Dans un poème, la première personne du singulier renvoie conventionnellement au poète, c'est à dire à l'auteur. Le "je" par lequel débute le texte désigne donc a priori pour nous Arthur Rimbaud. Nous acceptons d'abord sans difficulté d'identifier à l'auteur de Ville cet "éphémère" (...) "citoyen" (...) "d'une métropole" (...) "moderne" dont parle le texte. Nous savons en effet qu'il a successivement habité Paris et Londres, deux des principales "métropoles" européennes de l'époque. L'adjectif "éphémère" pourrait convenir pour qualifier ses séjours dans la capitale anglaise : une douzaine de mois répartis sur quatre séjours distincts en 1872-1874 (selon la biographie de Lefrère : du 7 septembre à la fin novembre 1872; du 3 janvier au début avril 1873; du 27 mai au 8 juillet 1873; du 26 mars à juillet 1874 − de juillet à décembre 1874, Rimbaud donne des leçons de français dans diverses villes anglaises)
     Il est surprenant, par contre, de découvrir un Rimbaud satisfait de son sort et heureux de se trouver où il se trouve : il n'est "point trop mécontent", litote revenant à dire qu'il est plutôt content d'habiter Londres. La litote est un procédé d'atténuation (l'inverse de l'hyperbole) qui consiste généralement à exprimer sa pensée avec retenue en remplaçant l'affirmation directe par la négation du contraire (par exemple, au lieu d'affirmer : "je vais très bien", on déclarera : "je ne vais pas mal"). Rimbaud ne nous a pas habitués à tant de modération, de bonhomie, de "juste milieu". Ce contentement a quelque chose d'un peu prudhommesque qui ne coïncide pas avec ce que nous croyons savoir de sa personnalité. On pourrait imaginer alors que le "je" du texte ne renvoie pas à l'auteur. Il pourrait s'agir d'un autre "éphémère citoyen", quelqu'un répondant aux mêmes caractéristiques que Rimbaud mais différent de lui, un personnage représentant le type du voyageur français, ou de l'expatrié "point trop mécontent" de se retrouver l'hôte d'une capitale aussi moderne.

(Données d'annotation de formes)

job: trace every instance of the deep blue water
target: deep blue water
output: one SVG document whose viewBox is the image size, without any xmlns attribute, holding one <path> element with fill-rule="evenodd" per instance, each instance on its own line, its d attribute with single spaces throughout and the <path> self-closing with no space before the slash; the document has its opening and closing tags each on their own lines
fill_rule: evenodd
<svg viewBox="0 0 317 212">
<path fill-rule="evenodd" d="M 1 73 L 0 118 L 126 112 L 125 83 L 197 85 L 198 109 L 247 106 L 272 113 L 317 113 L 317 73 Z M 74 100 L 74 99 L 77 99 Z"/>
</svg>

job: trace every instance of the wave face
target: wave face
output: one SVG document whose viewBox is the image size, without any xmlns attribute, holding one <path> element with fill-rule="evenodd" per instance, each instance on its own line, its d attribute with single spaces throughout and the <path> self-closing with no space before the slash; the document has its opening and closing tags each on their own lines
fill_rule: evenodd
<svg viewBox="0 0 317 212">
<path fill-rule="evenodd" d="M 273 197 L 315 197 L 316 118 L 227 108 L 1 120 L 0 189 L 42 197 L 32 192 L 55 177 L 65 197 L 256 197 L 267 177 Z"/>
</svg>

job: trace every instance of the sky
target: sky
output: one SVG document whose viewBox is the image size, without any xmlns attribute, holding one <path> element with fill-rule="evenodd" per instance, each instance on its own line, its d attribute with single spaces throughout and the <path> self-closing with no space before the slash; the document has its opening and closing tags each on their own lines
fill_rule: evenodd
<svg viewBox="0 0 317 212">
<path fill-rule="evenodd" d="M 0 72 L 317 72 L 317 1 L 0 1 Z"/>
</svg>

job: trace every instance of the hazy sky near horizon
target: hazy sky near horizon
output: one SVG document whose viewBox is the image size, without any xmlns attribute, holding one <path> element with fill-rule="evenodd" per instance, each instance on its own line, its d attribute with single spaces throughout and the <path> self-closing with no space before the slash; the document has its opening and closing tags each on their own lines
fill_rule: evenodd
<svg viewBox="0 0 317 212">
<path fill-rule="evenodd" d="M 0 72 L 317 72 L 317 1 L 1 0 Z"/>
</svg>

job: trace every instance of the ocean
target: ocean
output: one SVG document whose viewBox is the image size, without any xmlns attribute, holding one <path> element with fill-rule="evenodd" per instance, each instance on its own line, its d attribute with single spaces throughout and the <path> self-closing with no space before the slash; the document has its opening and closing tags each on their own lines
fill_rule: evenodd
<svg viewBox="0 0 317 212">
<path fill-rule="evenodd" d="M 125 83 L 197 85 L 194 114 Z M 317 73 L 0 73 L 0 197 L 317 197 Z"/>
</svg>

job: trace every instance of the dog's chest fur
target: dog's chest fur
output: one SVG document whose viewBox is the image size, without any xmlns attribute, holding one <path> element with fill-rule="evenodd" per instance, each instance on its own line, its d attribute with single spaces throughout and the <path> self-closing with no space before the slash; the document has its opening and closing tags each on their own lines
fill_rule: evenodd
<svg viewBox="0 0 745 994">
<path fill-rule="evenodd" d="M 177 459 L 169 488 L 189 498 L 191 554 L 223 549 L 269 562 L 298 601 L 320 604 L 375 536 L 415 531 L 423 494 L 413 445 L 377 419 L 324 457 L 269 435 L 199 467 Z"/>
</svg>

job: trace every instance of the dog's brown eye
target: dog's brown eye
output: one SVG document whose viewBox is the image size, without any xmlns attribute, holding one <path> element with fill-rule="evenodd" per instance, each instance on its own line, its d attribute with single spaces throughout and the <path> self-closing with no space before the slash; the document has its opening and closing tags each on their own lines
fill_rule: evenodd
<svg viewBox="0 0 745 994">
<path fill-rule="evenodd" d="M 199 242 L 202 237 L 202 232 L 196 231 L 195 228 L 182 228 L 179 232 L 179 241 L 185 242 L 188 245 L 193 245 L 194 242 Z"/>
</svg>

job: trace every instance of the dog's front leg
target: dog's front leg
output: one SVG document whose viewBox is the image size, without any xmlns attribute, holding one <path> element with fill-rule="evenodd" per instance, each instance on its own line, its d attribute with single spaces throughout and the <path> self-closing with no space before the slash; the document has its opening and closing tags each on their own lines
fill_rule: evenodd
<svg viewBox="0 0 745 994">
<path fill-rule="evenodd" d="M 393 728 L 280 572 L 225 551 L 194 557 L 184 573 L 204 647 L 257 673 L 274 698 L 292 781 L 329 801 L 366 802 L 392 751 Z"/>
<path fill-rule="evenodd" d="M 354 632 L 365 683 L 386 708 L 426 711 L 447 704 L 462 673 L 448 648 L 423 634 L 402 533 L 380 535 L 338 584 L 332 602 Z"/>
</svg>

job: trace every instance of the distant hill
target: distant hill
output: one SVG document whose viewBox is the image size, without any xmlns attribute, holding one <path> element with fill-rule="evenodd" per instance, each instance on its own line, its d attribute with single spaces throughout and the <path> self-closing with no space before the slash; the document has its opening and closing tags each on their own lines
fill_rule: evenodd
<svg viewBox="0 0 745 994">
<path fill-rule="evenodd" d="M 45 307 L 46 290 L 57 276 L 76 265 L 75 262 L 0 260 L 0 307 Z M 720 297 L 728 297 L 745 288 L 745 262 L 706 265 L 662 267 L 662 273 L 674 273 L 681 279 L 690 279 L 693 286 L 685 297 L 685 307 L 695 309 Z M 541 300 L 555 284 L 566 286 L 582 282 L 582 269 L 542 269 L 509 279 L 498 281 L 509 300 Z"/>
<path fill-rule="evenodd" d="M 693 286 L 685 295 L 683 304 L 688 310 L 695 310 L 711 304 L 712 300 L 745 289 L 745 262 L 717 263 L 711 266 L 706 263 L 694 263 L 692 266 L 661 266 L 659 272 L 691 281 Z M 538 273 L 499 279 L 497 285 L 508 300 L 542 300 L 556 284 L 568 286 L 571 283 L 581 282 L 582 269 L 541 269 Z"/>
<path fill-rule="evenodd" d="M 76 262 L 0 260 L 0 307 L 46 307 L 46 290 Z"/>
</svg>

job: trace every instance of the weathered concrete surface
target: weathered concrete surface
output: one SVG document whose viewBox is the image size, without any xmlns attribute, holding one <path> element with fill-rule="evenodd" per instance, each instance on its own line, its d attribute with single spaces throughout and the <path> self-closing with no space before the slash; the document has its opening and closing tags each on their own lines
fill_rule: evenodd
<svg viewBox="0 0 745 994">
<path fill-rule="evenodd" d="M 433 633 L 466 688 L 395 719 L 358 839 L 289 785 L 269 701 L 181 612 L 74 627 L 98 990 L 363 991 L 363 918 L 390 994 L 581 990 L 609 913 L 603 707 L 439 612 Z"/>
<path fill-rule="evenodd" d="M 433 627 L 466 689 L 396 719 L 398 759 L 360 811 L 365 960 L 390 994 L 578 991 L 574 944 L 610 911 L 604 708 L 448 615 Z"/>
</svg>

Consignes
1. D'après le commentaire sur Ville de Rimbaud, à quelles périodes le poète a-t-il séjourné à Londres entre 1872 et 1874 ? Indiquez-les toutes.
2. Poursuivez le commentaire sur Ville de Rimbaud à partir de sa dernière phrase.

Réponses
1.
- du 7 septembre à la fin novembre 1872
- du 3 janvier au début avril 1873
- du 27 mai au 8 juillet 1873
- du 26 mars à juillet 1874

2.
     Mais si nous acceptons cette hypothèse, comment expliquer que ce voyageur admiratif utilise dans un même souffle une formule aussi manifestement dépréciative que "crue moderne"? N'est-il pas contradictoire, venant d'un locuteur "plutôt content", que la modernité de la dite métropole soit aussitôt déclarée illusoire, et implicitement caractérisée par la laideur et le mauvais goût ? En effet, comment comprendre l'expression : "parce que tout goût connu a été éludé"? Elle ne signifie pas qu'on ait inventé ici un style architectural nouveau. Elle se contente d'affirmer, de façon purement négative, l'absence de tout style connu, de tout style correspondant à un "goût", bref ... de tout style. Notre citoyen de passage éprouve donc en réalité une grande perplexité devant la "modernité" de ce qu'il a sous les yeux et c'est ce qui explique l'utilisation du verbe "croire" (dans l'expression "crue moderne"). Si l'adjectif "moderne", semble-t-il penser, signifie nouveau, original, en progrès par rapport au passé, alors cette ville ne mérite pas une qualification aussi valorisante. La seule suppression de l'ancien ne suffit pas à définir une "modernité".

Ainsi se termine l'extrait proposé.